#### [What is required]
Exactly the lines from the one with "Target: low wooden table" through the end of the records below are to be output, the first and last included, and no others.

--- Listed entries Enclosed Below ---

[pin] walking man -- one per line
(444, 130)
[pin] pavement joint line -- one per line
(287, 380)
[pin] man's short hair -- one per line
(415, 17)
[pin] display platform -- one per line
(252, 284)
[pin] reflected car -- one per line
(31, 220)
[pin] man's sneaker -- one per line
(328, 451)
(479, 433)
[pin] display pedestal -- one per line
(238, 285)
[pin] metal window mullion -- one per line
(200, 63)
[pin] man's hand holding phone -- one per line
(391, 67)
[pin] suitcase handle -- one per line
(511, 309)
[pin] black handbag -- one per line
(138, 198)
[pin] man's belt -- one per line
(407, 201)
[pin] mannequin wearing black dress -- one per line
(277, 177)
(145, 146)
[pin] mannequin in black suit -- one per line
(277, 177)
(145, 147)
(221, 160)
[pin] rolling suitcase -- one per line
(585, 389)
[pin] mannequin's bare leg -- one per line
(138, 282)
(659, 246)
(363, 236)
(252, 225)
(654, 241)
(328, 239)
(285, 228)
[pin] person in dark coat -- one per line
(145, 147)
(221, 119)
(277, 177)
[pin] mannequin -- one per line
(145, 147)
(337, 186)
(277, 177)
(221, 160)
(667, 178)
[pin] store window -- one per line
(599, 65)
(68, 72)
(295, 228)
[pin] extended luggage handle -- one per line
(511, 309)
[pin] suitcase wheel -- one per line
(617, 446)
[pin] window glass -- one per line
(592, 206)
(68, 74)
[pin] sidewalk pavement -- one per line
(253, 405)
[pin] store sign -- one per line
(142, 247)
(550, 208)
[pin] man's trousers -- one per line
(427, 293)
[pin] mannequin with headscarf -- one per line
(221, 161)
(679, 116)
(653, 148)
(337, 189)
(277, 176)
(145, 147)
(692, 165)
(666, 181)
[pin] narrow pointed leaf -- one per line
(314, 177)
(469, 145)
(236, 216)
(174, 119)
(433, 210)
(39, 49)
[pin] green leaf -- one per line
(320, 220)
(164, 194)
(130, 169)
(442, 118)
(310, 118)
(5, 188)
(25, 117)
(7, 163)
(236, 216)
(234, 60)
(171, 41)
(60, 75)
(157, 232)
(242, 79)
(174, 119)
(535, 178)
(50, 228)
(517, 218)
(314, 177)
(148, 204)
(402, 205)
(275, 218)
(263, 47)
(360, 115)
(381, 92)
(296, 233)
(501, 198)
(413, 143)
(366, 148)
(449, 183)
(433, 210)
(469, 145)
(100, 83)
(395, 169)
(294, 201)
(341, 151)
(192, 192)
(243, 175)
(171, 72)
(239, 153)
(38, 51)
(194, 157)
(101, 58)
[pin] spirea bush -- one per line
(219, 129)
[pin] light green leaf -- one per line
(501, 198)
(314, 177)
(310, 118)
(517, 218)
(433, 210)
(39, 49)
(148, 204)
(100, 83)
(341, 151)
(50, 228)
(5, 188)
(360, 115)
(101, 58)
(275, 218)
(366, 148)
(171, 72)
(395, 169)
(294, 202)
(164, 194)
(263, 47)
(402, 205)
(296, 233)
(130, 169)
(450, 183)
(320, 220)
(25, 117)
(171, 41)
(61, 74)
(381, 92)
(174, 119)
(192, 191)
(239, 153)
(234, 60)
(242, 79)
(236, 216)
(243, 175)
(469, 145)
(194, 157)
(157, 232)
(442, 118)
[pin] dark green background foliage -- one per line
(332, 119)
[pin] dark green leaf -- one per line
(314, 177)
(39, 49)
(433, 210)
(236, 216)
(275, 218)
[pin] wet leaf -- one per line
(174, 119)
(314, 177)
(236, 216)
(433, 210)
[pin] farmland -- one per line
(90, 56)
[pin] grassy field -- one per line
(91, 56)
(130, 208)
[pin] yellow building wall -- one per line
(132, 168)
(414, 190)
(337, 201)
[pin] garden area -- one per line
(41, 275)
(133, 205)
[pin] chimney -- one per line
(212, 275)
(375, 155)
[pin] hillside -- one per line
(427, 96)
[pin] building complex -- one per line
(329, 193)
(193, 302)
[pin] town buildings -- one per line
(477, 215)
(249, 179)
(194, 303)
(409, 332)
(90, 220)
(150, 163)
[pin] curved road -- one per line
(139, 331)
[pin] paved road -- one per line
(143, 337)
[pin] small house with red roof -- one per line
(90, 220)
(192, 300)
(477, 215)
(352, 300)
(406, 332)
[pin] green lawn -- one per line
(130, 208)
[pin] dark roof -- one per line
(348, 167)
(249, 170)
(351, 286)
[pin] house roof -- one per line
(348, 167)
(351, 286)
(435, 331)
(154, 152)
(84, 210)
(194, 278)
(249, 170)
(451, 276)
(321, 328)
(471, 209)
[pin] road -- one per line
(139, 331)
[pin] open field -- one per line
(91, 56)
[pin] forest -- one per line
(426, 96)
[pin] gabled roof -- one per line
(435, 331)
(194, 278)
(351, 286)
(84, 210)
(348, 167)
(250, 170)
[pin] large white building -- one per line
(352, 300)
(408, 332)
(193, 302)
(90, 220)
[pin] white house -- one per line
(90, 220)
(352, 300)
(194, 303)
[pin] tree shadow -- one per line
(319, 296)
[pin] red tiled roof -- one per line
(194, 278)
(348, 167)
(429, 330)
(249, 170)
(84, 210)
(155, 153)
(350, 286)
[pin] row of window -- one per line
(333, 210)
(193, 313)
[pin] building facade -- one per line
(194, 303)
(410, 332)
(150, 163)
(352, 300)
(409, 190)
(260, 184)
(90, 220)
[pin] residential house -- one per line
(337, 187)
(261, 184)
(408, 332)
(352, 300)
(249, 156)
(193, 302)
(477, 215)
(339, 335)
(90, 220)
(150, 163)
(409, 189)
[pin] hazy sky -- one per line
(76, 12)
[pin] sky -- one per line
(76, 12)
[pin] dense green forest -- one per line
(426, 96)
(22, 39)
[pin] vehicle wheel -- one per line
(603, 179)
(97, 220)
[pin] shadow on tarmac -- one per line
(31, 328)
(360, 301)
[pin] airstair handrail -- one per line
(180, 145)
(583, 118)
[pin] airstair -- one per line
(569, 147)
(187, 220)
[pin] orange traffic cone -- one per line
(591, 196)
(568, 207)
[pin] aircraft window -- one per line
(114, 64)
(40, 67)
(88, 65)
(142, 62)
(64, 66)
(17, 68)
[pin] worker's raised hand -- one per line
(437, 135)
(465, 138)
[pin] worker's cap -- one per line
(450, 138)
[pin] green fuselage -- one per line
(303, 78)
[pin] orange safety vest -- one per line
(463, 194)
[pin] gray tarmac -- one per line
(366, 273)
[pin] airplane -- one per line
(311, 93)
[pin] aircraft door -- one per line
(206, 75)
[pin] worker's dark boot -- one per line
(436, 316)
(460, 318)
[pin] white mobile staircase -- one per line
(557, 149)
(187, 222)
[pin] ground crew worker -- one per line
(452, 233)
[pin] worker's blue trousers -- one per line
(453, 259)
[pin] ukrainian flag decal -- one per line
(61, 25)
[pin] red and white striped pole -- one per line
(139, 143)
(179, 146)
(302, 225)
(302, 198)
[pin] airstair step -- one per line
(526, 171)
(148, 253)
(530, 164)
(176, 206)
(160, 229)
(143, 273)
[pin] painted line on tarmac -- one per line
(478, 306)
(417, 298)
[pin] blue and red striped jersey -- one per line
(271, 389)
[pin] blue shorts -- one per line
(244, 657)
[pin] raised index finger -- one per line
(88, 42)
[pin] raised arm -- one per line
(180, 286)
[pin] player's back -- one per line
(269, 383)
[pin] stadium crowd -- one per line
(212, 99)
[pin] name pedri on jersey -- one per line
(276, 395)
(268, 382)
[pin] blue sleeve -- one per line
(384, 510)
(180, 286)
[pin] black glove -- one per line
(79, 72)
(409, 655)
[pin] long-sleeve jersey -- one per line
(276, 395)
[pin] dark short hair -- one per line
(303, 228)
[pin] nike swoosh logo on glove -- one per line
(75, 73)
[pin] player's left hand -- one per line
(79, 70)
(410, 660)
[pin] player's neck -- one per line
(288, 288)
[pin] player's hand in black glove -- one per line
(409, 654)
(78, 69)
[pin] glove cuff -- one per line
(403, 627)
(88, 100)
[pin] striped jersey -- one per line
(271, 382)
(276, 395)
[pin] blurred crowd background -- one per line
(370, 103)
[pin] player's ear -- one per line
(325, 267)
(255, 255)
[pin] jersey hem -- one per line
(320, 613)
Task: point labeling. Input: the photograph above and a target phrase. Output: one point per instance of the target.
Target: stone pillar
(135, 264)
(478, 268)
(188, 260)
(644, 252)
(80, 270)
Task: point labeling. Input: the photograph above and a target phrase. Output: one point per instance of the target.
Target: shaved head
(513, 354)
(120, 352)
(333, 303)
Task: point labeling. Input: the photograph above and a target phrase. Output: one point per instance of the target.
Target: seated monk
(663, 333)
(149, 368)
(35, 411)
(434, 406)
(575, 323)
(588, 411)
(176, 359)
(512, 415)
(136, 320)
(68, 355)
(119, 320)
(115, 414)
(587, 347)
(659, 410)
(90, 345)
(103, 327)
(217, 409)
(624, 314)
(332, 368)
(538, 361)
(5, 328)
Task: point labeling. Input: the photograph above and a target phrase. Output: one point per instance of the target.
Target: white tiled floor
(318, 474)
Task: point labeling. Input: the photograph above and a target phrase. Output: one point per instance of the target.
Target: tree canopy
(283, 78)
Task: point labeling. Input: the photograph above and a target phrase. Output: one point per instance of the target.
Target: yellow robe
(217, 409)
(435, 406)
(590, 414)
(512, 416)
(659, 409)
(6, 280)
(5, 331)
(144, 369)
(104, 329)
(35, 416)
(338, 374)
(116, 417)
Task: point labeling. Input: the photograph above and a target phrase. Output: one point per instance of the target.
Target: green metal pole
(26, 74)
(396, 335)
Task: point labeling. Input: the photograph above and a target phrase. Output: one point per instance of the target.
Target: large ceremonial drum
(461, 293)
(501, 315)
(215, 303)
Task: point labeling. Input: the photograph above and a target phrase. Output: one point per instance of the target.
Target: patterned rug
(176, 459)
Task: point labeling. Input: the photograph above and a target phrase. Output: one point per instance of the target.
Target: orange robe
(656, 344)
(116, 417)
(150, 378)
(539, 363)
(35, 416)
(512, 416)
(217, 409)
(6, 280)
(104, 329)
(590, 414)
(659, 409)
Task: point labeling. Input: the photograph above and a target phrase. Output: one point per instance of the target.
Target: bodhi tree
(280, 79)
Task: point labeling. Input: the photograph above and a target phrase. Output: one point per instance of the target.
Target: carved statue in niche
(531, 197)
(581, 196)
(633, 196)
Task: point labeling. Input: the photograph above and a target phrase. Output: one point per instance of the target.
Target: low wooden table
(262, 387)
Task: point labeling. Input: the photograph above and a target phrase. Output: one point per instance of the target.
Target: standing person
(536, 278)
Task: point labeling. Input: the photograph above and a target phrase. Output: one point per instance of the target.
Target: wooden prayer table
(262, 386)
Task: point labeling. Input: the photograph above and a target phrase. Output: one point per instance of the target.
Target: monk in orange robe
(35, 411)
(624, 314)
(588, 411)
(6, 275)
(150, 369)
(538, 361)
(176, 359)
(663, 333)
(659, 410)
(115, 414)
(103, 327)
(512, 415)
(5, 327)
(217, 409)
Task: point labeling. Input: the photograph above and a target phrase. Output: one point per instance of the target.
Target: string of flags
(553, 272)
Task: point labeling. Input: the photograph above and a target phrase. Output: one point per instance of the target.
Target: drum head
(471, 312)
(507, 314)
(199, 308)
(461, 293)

--- End of Enclosed Listed entries ---

#### [Task result]
Target: low wooden table
(262, 387)
Task: point labeling. Input: the photograph above and a target phrase. Output: one point per instance of the target.
Target: standing person
(536, 278)
Task: point labeling. Input: the photograph above and a target phrase. Output: one point per instance of the target.
Target: wooden prayer table
(262, 386)
Task: point labeling. Input: the photograph above and a target phrase. Output: one point per instance of the target.
Target: monk in orange robe
(35, 411)
(624, 314)
(588, 411)
(6, 275)
(150, 369)
(538, 361)
(176, 359)
(663, 333)
(659, 410)
(115, 414)
(103, 327)
(512, 415)
(5, 327)
(217, 409)
Task: point labeling. Input: the photograph above and a target phrase. Output: one point per instance of the target.
Target: string of flags
(553, 272)
Task: point labeling. Input: the photograph above and a target phrase. Output: one point per instance of the target.
Target: drum head
(471, 312)
(507, 314)
(199, 308)
(461, 293)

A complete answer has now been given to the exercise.